- _DATA FOR ANALYSIS_:
--------
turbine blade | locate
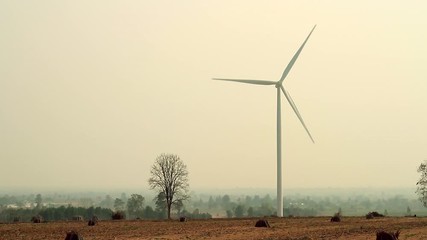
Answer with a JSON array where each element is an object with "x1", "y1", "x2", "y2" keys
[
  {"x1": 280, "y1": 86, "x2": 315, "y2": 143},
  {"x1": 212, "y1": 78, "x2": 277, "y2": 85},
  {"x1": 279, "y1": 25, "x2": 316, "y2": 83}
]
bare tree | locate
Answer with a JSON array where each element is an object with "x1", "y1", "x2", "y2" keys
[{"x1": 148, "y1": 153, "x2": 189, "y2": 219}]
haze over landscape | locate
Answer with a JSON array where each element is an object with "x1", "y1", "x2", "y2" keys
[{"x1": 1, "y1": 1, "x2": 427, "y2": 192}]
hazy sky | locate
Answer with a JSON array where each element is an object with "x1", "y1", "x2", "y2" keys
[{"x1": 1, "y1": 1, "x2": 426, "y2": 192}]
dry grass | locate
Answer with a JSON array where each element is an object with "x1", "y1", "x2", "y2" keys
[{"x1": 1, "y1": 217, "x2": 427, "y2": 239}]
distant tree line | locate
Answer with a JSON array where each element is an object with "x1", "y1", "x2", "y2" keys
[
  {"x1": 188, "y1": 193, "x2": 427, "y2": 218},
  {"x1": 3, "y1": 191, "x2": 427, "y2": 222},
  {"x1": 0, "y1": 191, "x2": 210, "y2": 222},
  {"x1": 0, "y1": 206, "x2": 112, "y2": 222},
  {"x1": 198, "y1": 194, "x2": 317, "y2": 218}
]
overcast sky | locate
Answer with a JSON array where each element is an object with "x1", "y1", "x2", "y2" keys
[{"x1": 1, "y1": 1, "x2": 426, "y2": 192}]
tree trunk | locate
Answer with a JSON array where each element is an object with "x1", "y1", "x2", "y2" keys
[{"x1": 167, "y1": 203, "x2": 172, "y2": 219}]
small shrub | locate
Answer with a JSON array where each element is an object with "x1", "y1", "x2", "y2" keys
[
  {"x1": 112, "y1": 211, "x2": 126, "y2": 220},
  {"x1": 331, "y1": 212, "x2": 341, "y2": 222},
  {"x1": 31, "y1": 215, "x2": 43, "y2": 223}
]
--------
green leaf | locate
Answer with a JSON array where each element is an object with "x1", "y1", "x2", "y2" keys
--------
- _TO DO_: In the entries above, find the line that contains "turbine blade | locate" and the line that contains "hazy sky | locate". Reproduce exactly those two lines and every line between them, but not the pictures.

- _YOUR RESPONSE_:
turbine blade | locate
Answer with a JSON array where each element is an object with "x1", "y1", "x2", "y2" keys
[
  {"x1": 280, "y1": 86, "x2": 315, "y2": 143},
  {"x1": 212, "y1": 78, "x2": 277, "y2": 85},
  {"x1": 279, "y1": 25, "x2": 316, "y2": 83}
]
bare tree | locate
Answer with a JSON array where each element is an object with "x1", "y1", "x2", "y2" keys
[{"x1": 148, "y1": 153, "x2": 189, "y2": 219}]
haze over landscape | locate
Answer with a JSON array where each element is an object with "x1", "y1", "x2", "y2" keys
[{"x1": 1, "y1": 1, "x2": 427, "y2": 192}]
hazy sky | locate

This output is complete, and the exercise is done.